* [Assignment]: With all pictures omitted, return verbatim the lines from the beginning of the records below through the line containing "target: front leg".

* [Dataset extract]:
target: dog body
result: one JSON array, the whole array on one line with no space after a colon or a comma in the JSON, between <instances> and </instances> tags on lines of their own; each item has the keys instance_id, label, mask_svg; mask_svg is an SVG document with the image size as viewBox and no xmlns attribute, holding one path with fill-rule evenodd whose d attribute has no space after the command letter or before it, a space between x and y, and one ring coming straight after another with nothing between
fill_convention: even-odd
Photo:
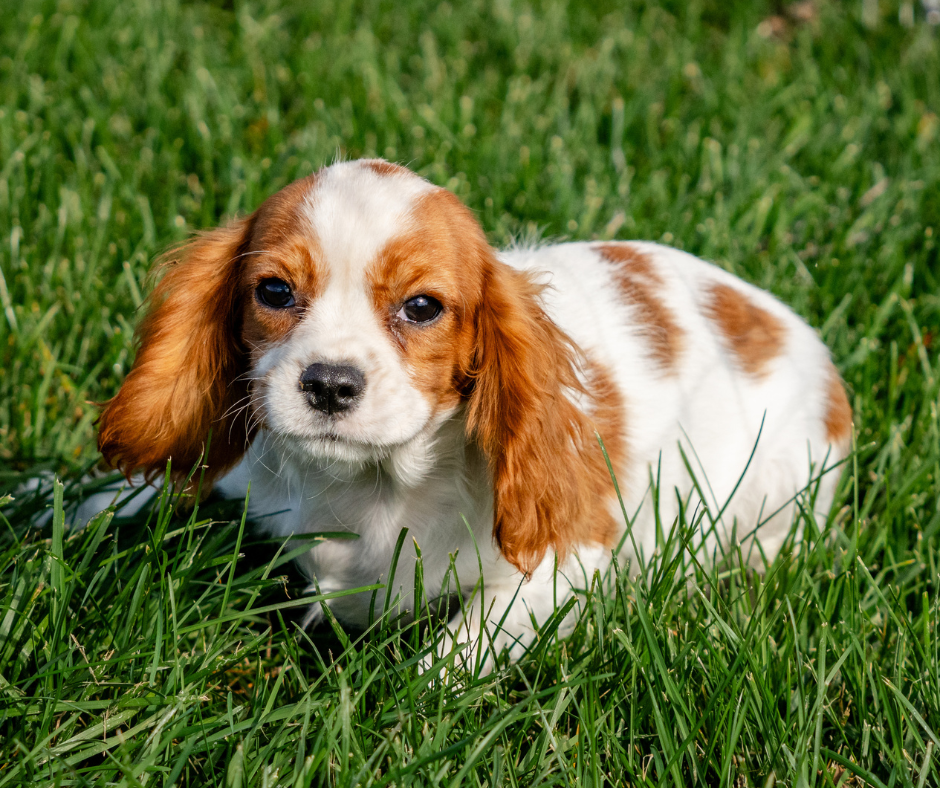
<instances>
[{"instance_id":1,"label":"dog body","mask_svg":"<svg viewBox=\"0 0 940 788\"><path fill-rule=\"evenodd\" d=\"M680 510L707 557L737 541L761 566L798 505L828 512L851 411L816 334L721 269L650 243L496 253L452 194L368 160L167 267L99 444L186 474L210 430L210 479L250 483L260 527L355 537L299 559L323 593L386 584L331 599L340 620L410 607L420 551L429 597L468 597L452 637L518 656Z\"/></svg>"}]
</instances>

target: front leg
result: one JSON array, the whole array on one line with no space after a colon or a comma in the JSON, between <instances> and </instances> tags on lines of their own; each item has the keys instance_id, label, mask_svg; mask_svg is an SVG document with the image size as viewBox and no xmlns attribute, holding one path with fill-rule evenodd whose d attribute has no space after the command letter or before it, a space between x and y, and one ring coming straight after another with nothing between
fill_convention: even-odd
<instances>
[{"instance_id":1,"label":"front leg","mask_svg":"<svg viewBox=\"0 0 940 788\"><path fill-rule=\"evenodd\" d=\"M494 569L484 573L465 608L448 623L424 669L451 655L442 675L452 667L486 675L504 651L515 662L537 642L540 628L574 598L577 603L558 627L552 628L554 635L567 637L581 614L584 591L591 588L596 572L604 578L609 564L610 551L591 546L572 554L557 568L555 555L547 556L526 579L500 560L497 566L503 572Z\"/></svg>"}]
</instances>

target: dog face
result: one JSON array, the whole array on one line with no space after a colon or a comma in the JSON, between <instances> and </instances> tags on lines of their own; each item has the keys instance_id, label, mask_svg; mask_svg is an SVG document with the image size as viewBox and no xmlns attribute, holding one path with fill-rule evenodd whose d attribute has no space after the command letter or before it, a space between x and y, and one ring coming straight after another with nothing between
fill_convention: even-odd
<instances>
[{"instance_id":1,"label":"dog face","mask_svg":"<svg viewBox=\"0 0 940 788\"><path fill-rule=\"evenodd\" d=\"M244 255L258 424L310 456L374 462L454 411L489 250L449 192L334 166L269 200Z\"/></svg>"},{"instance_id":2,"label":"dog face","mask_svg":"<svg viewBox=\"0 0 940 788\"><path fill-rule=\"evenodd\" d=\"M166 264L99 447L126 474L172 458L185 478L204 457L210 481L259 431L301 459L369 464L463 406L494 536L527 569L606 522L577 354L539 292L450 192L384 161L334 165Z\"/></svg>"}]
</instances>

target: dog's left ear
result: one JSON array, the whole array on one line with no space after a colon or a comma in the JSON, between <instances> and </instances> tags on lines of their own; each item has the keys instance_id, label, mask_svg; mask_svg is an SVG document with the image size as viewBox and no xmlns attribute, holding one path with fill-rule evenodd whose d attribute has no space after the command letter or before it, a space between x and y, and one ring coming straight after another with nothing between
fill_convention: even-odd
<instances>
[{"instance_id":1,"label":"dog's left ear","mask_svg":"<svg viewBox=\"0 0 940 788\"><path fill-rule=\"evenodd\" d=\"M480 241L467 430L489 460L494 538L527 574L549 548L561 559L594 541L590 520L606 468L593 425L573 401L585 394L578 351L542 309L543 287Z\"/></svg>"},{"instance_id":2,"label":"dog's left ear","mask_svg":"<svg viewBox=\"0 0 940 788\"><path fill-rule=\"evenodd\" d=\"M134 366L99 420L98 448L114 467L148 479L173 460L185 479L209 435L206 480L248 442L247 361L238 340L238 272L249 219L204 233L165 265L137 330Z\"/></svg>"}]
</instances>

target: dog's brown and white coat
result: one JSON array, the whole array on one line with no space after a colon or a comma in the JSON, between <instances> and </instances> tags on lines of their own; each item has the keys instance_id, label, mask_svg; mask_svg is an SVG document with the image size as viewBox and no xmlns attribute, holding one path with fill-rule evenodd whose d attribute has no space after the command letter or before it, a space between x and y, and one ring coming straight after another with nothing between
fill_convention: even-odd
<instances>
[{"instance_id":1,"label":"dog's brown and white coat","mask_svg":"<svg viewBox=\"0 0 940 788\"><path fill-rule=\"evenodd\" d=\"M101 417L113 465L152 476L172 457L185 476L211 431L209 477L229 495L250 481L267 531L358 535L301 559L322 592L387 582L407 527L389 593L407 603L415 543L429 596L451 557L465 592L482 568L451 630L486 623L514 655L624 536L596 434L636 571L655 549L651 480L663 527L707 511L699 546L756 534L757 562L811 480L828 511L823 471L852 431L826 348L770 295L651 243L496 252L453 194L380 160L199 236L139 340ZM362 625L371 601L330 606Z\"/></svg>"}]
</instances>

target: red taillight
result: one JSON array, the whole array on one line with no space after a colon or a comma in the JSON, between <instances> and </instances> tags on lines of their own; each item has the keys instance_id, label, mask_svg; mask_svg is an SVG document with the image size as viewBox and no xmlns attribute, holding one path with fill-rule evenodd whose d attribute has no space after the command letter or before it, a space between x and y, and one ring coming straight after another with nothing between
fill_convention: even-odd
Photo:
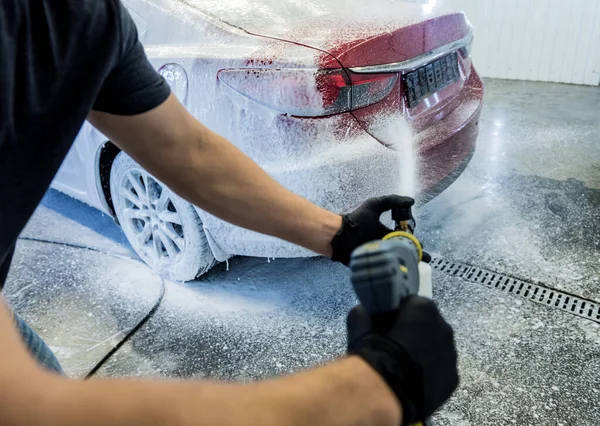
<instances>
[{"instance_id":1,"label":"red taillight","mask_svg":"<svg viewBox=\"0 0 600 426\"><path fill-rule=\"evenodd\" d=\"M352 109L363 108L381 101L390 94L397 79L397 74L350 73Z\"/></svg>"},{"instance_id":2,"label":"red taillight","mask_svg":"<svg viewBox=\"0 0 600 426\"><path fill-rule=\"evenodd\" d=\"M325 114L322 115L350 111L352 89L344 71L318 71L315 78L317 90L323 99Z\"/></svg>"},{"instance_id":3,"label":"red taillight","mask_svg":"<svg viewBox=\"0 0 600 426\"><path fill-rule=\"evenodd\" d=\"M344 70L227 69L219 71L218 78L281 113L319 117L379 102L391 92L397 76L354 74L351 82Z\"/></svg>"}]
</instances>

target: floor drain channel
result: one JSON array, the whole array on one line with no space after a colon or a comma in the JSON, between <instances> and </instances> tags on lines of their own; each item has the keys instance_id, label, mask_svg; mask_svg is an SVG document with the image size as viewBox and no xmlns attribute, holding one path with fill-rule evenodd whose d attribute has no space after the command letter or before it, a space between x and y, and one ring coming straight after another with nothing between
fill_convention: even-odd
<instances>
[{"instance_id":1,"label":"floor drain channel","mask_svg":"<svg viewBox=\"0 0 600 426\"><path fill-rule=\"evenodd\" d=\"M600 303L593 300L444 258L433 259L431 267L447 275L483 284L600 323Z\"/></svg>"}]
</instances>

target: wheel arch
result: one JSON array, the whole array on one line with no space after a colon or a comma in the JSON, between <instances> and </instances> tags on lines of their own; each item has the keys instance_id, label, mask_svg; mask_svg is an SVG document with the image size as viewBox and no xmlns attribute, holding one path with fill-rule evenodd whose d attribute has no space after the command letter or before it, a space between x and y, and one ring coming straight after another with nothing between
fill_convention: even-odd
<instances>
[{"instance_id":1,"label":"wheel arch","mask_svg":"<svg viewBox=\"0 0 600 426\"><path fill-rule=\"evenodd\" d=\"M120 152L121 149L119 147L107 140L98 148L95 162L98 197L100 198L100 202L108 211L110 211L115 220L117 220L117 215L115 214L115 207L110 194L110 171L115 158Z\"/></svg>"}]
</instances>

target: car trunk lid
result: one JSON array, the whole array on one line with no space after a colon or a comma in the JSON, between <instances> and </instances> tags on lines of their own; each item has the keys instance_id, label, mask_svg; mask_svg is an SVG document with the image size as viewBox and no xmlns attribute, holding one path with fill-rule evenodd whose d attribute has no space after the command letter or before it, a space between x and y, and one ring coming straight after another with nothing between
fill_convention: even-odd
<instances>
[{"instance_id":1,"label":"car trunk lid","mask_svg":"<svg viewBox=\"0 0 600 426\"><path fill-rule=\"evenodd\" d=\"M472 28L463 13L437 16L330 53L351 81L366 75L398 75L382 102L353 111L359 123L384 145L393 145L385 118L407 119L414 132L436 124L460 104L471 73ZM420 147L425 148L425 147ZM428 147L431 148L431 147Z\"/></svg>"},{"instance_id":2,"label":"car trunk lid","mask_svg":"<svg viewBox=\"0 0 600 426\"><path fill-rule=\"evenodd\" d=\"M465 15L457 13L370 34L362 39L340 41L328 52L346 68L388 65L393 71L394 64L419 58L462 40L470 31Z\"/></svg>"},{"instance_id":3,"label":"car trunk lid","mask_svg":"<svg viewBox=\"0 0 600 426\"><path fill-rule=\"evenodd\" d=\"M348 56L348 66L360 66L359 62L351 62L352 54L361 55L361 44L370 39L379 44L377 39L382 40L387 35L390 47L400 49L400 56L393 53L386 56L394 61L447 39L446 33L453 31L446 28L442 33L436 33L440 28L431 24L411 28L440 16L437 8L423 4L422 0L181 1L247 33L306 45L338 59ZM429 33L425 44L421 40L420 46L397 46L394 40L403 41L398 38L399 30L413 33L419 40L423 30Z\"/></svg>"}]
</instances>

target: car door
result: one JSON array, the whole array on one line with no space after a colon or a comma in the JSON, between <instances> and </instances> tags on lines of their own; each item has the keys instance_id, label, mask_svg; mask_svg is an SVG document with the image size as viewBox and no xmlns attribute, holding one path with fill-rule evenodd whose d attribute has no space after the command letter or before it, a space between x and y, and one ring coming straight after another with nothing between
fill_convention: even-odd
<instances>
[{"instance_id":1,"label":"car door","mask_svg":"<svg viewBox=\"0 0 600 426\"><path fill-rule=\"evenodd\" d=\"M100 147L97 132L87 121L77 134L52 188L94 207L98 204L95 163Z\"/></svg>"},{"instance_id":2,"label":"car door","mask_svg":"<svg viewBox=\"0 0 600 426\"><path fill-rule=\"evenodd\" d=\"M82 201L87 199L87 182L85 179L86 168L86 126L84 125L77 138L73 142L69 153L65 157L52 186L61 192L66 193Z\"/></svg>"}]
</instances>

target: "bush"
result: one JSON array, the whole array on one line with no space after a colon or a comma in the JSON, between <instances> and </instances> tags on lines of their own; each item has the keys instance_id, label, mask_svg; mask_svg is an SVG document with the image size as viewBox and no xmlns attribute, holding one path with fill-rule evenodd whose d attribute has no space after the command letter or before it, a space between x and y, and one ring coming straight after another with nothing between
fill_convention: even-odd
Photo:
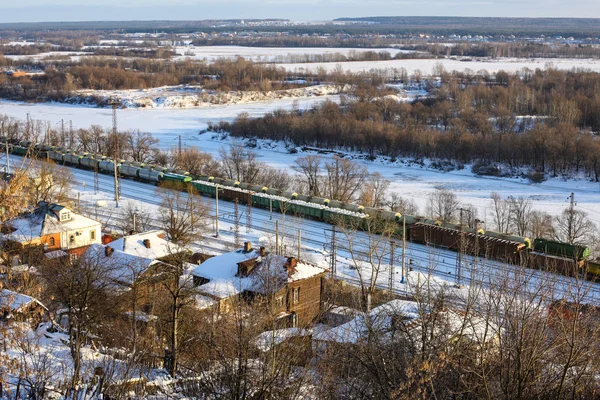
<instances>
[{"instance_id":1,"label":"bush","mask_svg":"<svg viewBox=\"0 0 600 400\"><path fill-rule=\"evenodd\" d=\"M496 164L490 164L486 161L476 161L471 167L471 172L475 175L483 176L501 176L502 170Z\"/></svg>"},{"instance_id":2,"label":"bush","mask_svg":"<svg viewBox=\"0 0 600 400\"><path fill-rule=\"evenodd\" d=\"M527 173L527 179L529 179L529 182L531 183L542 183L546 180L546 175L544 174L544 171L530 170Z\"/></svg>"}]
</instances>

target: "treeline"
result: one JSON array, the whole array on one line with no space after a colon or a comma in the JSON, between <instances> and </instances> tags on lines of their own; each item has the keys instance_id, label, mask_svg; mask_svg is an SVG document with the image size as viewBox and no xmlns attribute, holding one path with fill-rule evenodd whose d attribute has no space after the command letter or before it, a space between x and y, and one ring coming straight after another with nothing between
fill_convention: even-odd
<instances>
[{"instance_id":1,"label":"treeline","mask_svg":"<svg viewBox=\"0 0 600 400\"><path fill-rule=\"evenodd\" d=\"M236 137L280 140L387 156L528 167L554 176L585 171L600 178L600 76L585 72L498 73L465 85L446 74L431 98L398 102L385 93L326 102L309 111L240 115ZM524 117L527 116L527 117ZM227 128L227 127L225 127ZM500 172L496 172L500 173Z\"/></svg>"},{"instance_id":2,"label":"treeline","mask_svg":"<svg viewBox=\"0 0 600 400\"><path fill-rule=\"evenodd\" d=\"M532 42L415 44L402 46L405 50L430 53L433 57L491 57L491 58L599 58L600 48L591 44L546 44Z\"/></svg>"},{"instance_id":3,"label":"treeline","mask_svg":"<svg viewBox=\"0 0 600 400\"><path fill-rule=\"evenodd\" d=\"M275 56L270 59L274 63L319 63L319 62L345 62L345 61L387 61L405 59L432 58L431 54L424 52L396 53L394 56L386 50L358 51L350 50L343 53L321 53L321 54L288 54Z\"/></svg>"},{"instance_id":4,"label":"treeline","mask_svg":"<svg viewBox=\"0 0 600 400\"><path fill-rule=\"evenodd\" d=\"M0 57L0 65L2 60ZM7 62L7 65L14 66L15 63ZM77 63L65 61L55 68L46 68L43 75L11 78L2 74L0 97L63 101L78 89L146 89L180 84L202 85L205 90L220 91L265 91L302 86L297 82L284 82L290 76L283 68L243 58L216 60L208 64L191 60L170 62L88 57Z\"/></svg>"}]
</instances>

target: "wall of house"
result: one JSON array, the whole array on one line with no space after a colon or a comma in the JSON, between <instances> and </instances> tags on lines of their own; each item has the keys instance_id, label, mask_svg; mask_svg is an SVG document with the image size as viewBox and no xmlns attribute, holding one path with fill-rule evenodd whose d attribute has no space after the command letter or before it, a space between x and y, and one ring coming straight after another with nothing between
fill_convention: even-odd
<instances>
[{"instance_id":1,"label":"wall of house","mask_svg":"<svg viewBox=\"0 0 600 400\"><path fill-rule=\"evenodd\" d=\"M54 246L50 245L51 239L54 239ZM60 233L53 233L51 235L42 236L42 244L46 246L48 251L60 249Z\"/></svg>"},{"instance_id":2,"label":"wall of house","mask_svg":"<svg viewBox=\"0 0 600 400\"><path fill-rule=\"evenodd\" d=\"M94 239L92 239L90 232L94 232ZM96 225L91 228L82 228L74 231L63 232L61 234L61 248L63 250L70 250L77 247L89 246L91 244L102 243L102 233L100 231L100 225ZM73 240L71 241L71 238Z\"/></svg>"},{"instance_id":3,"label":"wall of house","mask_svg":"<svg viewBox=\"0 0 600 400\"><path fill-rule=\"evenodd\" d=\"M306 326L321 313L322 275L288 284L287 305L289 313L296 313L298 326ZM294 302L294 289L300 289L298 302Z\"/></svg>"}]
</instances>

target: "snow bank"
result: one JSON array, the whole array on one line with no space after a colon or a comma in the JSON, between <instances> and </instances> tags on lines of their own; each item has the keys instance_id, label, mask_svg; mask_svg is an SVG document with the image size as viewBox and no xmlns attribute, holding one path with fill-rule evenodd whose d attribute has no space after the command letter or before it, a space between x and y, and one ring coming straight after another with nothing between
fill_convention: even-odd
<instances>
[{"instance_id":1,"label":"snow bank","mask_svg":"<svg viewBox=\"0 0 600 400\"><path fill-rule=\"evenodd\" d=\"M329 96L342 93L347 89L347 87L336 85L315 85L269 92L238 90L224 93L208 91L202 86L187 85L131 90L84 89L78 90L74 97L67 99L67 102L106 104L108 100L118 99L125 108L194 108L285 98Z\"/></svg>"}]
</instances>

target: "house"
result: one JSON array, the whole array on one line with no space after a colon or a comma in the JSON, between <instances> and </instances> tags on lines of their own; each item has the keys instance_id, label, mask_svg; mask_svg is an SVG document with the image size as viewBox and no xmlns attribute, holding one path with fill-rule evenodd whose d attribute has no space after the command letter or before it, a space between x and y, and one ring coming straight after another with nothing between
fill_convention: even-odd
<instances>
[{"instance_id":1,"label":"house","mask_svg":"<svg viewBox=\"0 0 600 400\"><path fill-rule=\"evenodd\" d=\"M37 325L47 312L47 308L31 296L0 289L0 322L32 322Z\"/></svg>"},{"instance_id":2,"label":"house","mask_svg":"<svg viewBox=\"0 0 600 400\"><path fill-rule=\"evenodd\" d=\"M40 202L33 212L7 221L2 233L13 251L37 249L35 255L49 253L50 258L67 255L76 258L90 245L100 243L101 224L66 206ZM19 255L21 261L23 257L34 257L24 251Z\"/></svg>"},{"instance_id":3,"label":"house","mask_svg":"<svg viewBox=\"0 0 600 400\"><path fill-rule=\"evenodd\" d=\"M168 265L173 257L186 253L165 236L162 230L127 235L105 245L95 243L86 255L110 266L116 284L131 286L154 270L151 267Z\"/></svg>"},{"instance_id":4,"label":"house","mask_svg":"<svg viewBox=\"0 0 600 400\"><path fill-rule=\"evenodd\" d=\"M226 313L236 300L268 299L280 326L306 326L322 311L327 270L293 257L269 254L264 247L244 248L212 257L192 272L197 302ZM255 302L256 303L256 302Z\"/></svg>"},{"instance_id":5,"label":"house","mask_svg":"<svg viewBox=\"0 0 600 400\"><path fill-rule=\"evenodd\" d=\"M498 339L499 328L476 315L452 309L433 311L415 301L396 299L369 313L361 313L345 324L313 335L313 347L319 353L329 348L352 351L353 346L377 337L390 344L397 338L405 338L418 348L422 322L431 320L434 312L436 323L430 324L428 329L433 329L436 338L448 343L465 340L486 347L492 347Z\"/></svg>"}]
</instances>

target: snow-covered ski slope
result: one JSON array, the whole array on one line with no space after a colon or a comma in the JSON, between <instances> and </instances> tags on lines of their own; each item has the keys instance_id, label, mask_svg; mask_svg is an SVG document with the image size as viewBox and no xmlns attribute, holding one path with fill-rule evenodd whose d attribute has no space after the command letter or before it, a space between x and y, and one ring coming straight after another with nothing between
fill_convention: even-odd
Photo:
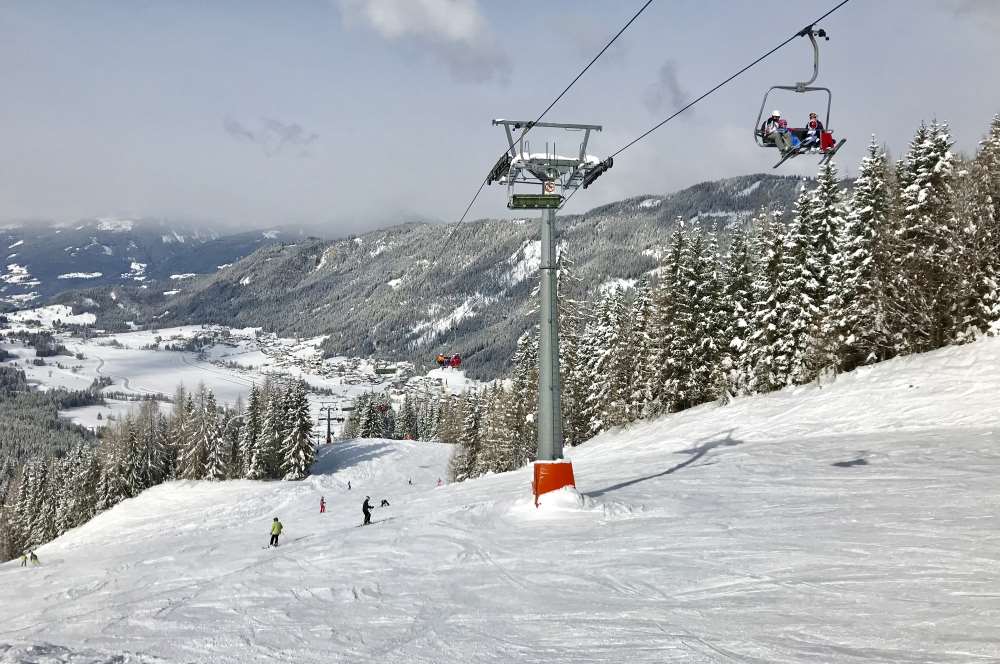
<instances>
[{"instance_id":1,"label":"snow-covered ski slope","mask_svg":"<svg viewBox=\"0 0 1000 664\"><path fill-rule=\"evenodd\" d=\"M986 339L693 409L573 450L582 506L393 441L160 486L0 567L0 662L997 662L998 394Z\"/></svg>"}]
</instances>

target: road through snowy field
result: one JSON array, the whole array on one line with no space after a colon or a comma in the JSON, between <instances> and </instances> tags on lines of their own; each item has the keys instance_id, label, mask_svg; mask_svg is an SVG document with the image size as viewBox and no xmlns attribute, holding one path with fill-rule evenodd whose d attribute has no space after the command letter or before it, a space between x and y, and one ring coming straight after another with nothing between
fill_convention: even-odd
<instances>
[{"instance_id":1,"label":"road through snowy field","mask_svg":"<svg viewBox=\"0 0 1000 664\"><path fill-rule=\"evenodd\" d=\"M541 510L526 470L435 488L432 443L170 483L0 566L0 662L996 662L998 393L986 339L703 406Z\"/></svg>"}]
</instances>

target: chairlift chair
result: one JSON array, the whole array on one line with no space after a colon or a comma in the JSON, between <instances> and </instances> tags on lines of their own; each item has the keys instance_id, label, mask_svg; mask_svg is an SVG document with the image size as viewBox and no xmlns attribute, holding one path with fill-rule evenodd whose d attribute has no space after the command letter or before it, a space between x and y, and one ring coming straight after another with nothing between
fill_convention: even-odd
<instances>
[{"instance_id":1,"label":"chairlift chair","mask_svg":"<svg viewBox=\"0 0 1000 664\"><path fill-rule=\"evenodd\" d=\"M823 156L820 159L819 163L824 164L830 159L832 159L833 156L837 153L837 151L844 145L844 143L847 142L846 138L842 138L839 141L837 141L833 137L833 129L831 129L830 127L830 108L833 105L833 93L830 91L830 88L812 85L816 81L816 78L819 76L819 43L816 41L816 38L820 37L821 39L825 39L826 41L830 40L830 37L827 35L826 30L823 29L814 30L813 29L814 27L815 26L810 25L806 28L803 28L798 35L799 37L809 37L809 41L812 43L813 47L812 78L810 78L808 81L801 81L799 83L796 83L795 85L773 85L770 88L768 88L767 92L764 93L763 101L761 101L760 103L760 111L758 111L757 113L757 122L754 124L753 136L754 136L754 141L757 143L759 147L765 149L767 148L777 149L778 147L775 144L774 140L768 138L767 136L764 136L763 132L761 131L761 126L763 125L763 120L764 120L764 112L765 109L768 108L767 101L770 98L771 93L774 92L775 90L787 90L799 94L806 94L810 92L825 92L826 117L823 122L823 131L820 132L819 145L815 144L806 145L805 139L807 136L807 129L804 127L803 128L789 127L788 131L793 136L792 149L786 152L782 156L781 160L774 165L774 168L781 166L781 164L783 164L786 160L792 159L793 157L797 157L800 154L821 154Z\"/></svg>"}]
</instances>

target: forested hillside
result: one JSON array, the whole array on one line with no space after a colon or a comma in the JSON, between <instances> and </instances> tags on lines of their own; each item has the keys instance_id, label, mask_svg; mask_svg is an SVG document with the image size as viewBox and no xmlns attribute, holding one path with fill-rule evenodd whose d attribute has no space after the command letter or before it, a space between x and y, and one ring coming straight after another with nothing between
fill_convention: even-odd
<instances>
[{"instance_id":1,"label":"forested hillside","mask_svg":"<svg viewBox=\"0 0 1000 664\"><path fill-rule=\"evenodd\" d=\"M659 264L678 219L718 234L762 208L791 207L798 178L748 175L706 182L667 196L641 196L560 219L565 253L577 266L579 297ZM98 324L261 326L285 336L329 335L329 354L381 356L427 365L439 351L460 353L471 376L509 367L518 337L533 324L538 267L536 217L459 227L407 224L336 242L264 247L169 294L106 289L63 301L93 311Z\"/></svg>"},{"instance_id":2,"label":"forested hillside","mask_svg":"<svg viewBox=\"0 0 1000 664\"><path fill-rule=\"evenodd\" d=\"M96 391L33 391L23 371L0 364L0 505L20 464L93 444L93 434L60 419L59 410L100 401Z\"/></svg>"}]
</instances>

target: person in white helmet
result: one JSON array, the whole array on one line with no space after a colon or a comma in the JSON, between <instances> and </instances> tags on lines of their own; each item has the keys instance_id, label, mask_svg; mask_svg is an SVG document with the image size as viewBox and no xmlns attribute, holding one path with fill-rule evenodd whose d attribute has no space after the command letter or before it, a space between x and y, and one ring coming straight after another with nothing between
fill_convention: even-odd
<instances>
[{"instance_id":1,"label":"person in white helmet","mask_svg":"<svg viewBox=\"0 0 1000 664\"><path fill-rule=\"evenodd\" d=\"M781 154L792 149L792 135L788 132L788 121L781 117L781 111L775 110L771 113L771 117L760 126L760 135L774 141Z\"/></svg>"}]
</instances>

* [Exercise answer]:
target: dog body
result: one JSON array, the whole array on one line with no space after a colon or a comma in the JSON, between <instances> and </instances> tags on lines of their own; each item has the keys instance_id, label, mask_svg; mask_svg is an SVG document with the image size as viewBox and no xmlns attribute, holding one path with fill-rule evenodd whose d attribute has no space after the command letter or before it, a space between x and y, and one ring coming straight after another with nothing between
fill_convention: even-odd
Photo:
<instances>
[{"instance_id":1,"label":"dog body","mask_svg":"<svg viewBox=\"0 0 940 788\"><path fill-rule=\"evenodd\" d=\"M680 510L707 557L737 541L761 566L798 505L828 512L851 411L816 334L721 269L650 243L496 253L452 194L368 160L167 267L99 444L186 474L210 430L210 479L250 483L260 527L355 537L299 559L323 593L386 584L331 599L340 620L410 607L420 551L429 597L468 597L452 637L518 656Z\"/></svg>"}]
</instances>

target: front leg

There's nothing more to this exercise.